Collected data entries:
☆ ☆ ☆

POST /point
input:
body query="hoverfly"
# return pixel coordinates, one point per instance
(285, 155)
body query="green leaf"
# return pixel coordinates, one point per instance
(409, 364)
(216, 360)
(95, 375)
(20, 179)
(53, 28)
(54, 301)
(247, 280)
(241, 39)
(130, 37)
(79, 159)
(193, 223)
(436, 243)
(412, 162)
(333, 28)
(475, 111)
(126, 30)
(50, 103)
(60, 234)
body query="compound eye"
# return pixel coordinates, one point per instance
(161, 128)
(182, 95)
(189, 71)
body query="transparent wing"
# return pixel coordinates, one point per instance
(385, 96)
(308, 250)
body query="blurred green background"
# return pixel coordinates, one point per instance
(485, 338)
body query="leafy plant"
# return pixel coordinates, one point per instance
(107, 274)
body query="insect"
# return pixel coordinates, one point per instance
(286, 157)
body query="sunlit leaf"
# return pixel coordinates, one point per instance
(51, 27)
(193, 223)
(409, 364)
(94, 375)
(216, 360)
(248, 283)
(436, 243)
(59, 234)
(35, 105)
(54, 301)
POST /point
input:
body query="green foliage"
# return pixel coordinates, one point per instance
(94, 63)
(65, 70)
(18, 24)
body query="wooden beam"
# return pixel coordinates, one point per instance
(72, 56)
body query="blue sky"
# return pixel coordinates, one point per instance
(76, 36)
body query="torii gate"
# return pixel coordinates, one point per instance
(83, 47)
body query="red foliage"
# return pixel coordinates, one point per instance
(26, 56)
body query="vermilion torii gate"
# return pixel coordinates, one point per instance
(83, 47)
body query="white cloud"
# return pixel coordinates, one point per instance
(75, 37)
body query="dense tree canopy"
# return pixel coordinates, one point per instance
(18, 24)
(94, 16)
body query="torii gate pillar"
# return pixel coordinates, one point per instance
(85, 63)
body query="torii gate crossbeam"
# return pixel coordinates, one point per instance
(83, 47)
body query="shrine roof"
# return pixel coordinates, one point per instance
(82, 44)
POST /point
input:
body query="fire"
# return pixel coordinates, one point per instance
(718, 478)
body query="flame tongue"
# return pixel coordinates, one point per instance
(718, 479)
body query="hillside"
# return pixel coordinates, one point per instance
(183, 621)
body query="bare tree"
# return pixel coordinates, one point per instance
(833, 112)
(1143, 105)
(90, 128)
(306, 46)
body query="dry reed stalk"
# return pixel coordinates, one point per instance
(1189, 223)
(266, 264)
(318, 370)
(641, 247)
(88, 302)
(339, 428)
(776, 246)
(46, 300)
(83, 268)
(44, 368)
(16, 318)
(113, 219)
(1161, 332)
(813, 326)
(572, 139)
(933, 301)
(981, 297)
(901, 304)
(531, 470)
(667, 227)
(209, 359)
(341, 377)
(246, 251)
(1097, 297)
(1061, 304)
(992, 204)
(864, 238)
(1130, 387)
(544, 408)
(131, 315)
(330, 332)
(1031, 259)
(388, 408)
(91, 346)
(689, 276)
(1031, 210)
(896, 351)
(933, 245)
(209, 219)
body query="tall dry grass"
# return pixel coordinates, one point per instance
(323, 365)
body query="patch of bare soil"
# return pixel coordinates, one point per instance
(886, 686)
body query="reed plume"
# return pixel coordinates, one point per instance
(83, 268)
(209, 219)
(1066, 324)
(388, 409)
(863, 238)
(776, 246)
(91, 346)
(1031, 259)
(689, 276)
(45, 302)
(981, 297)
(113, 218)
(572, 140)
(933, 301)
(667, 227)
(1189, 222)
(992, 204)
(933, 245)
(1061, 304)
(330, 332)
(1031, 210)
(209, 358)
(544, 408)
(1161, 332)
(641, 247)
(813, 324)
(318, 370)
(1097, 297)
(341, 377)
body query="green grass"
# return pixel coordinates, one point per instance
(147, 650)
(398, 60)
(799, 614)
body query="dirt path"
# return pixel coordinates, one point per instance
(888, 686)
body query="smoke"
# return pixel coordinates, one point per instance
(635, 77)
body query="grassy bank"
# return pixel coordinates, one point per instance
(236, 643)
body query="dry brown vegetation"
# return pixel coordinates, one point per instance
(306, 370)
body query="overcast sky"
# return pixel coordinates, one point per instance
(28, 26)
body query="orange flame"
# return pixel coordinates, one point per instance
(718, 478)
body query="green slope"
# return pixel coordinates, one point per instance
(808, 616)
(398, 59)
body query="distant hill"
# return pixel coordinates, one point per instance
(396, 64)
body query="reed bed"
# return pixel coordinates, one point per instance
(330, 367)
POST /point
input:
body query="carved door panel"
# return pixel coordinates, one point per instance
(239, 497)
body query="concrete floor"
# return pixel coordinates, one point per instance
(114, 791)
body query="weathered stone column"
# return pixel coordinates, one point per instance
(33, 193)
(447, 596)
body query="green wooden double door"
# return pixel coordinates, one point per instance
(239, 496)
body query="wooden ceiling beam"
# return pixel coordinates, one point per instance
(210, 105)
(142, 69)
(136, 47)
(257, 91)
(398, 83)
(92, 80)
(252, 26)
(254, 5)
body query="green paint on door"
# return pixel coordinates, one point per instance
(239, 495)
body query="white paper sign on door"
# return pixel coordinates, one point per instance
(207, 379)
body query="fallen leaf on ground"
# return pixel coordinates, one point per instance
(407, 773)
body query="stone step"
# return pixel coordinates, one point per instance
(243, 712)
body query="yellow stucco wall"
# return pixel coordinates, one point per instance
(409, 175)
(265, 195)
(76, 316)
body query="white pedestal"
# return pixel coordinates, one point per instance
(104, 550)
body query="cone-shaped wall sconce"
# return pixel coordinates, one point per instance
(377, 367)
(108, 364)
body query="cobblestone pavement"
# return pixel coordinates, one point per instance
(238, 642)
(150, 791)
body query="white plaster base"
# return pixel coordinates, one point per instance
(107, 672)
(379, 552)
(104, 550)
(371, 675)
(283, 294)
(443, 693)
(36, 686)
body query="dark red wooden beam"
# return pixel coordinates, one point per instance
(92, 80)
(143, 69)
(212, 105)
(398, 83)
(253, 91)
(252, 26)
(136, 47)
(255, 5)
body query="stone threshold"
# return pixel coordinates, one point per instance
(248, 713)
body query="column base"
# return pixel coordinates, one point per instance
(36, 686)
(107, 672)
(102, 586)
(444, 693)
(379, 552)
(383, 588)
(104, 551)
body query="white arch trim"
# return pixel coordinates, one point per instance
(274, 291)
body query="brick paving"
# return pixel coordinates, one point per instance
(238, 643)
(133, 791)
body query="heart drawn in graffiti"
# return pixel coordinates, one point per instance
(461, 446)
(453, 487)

☆ ☆ ☆

→ **To do**: Quote all the records exactly, please, leaving none out.

→ **Answer to the problem**:
POST /point
input:
body query="hoverfly"
# return pixel coordinates, one point per instance
(285, 155)
body query="green leaf"
# return pixel coordinates, one point per instance
(409, 364)
(216, 360)
(95, 375)
(20, 179)
(53, 28)
(54, 301)
(247, 280)
(241, 39)
(130, 37)
(79, 159)
(193, 223)
(436, 243)
(412, 162)
(333, 28)
(475, 111)
(126, 30)
(50, 103)
(60, 234)
body query="compound eye"
# return pixel coordinates, one point per instance
(161, 128)
(182, 95)
(189, 71)
body query="transparent wing"
# return pixel coordinates, one point per instance
(385, 96)
(308, 250)
body query="blurred green background"
# return pixel coordinates, one point per instance
(485, 338)
body query="leafy plant"
# return pixel coordinates, one point per instance
(107, 274)
body query="insect"
# return pixel coordinates, one point per instance
(286, 157)
body query="sunlit leaf"
# return pixel coordinates, one point per instance
(51, 27)
(193, 223)
(409, 364)
(94, 375)
(216, 360)
(248, 283)
(436, 243)
(59, 234)
(35, 105)
(54, 301)
POST /point
input:
body query="green foliage"
# return pixel coordinates, one point per instance
(94, 63)
(65, 70)
(18, 24)
body query="wooden beam"
# return pixel coordinates, one point per instance
(72, 56)
body query="blue sky"
# return pixel coordinates, one point per instance
(76, 36)
body query="torii gate"
# return pixel coordinates, one point per instance
(83, 47)
body query="red foliage"
# return pixel coordinates, one point per instance
(26, 56)
body query="vermilion torii gate"
# return pixel coordinates, one point per instance
(83, 47)
body query="white cloud"
# return pixel coordinates, one point per instance
(75, 37)
body query="dense tree canopy"
# return pixel coordinates, one point per instance
(18, 24)
(94, 16)
body query="torii gate pillar"
# return pixel coordinates, one point per instance
(85, 63)
body query="torii gate crossbeam"
# return pixel coordinates, one point per instance
(83, 47)
body query="shrine roof"
# return pixel coordinates, one point per instance
(82, 44)
POST /point
input:
body query="fire"
# return pixel coordinates, one point per instance
(718, 478)
body query="flame tongue"
# return pixel coordinates, one point per instance
(718, 479)
body query="hillside"
# return pixel coordinates, one point per instance
(183, 621)
body query="bare tree"
# return pixel coordinates, one point per instance
(833, 112)
(1143, 105)
(90, 128)
(306, 46)
body query="dry reed stalk"
# return pixel coordinates, one point per instance
(1189, 223)
(266, 264)
(318, 370)
(641, 247)
(88, 302)
(339, 428)
(776, 246)
(46, 300)
(83, 268)
(44, 368)
(16, 318)
(113, 219)
(1161, 332)
(813, 326)
(572, 139)
(933, 301)
(981, 297)
(901, 304)
(531, 470)
(667, 227)
(209, 359)
(341, 377)
(246, 251)
(1097, 297)
(1061, 304)
(992, 204)
(864, 238)
(1130, 387)
(544, 408)
(131, 315)
(330, 332)
(1031, 259)
(388, 408)
(91, 346)
(689, 276)
(1031, 210)
(896, 351)
(933, 245)
(209, 219)
body query="tall dry grass"
# return pixel coordinates, one point per instance
(323, 365)
body query="patch of bare soil"
# return pixel coordinates, one point per instance
(886, 686)
body query="reed plume"
# return pixel coordinates, one point per instance
(83, 268)
(209, 219)
(1066, 324)
(388, 409)
(863, 238)
(776, 246)
(91, 346)
(1031, 259)
(689, 276)
(45, 302)
(981, 297)
(113, 218)
(572, 140)
(933, 301)
(667, 227)
(1189, 222)
(992, 204)
(933, 245)
(1061, 304)
(330, 332)
(1031, 210)
(209, 358)
(544, 408)
(1161, 332)
(641, 247)
(813, 324)
(318, 370)
(1097, 297)
(341, 377)
body query="green grass"
# return pixel coordinates, one point per instance
(147, 650)
(398, 60)
(799, 614)
body query="dirt path"
# return pixel coordinates, one point per instance
(888, 686)
body query="smoke"
# return pixel coordinates, one point per instance
(635, 77)
body query="grassy bank"
# return pixel coordinates, one point per instance
(236, 643)
body query="dry brown vegetation"
# return pixel coordinates, one point per instance
(306, 370)
body query="overcast sky"
# return pixel coordinates, one point per instance
(28, 26)
body query="orange flame"
# return pixel coordinates, one point per instance
(718, 478)
body query="green slope"
# return pixel coordinates, one point per instance
(808, 616)
(398, 59)
body query="distant hill"
# return pixel coordinates, one point per instance
(396, 64)
body query="reed bed"
# return pixel coordinates, one point per instance
(330, 367)
POST /point
input:
body query="carved door panel"
# return pixel coordinates, one point per instance
(239, 497)
body query="concrete floor"
# return pixel coordinates, one point per instance
(114, 791)
body query="weathered stone column"
# return pixel coordinates, one point per instance
(33, 193)
(447, 596)
body query="green wooden double door"
# return pixel coordinates, one point per instance
(239, 496)
body query="wooden ceiling beam"
# return pixel coordinates, one point per instance
(210, 105)
(142, 69)
(136, 47)
(257, 91)
(398, 83)
(92, 80)
(252, 26)
(254, 5)
body query="green paint on door"
# return pixel coordinates, one point per instance
(239, 495)
body query="white paper sign on door"
# return pixel coordinates, one point per instance
(207, 379)
body query="fallen leaf on ground"
# return pixel coordinates, one point per instance
(407, 773)
body query="stone step"
# return pixel coordinates, one point per instance
(243, 712)
body query="yellow stucco wall"
# return pixel coordinates, one point per instance
(409, 175)
(265, 195)
(76, 316)
body query="white pedestal"
# return pixel coordinates, one point per instance
(104, 550)
body query="cone-shaped wall sconce"
# return pixel coordinates, one point per instance
(377, 367)
(108, 364)
body query="cobblestone pavement"
# return pixel coordinates, one point per instance
(238, 642)
(150, 791)
body query="white plaster base"
# return pixel coordinates, one point per instance
(107, 672)
(379, 552)
(104, 550)
(371, 675)
(283, 294)
(443, 693)
(36, 686)
body query="dark red wooden beam"
# return pixel coordinates, one point per instance
(92, 80)
(143, 69)
(212, 105)
(398, 83)
(253, 91)
(252, 26)
(136, 47)
(255, 5)
body query="stone threshold"
# return pixel coordinates, one point per instance
(248, 713)
body query="column base"
# return pixel coordinates, one point per instance
(36, 686)
(107, 672)
(102, 586)
(444, 693)
(379, 552)
(383, 588)
(104, 551)
body query="white arch trim"
# return pixel coordinates, one point per instance
(274, 291)
body query="brick paving"
# return pixel coordinates, one point per instance
(238, 643)
(133, 791)
body query="heart drawn in graffiti"
# return pixel coordinates, one point per instance
(461, 446)
(453, 487)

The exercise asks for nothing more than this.